WHAT TO PRODUCE:
Scan the data and please report how many lines include the word "handle". Leave out everything but the number.

TASK DATA:
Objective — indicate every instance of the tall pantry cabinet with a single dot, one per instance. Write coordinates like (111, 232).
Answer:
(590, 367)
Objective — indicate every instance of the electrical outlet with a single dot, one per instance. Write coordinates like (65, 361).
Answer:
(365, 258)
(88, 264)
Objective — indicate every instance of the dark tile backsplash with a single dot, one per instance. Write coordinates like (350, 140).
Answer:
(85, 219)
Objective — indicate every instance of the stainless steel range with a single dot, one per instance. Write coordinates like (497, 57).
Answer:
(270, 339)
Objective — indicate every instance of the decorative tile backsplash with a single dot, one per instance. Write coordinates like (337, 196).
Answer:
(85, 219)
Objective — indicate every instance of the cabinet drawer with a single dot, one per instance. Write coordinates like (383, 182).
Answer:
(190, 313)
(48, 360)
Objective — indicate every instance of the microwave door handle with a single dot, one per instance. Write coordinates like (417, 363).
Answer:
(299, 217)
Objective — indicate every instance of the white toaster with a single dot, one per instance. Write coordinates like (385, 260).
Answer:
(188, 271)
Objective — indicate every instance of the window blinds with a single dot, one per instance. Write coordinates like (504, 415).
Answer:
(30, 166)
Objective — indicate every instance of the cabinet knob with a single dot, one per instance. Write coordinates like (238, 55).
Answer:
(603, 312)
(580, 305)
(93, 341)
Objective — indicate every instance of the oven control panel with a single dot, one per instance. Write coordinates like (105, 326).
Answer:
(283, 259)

--

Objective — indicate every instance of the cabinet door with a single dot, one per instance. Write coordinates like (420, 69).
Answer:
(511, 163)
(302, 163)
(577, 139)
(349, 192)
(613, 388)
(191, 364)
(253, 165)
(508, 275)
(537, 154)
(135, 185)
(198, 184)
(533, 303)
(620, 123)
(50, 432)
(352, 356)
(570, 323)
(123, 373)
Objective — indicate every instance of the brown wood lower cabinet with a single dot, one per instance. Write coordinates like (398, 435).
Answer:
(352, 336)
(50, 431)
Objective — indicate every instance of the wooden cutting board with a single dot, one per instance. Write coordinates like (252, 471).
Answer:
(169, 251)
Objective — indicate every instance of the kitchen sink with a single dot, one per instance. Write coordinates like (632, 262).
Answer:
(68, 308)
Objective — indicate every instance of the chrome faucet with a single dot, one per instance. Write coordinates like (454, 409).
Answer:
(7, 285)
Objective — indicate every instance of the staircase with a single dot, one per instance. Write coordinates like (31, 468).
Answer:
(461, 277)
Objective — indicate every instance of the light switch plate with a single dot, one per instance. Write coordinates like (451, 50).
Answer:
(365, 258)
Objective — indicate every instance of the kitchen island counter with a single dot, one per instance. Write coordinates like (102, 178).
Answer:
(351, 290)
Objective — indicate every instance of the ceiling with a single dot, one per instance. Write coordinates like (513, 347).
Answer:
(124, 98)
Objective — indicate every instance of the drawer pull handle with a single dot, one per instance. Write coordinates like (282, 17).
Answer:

EXERCISE RESPONSE:
2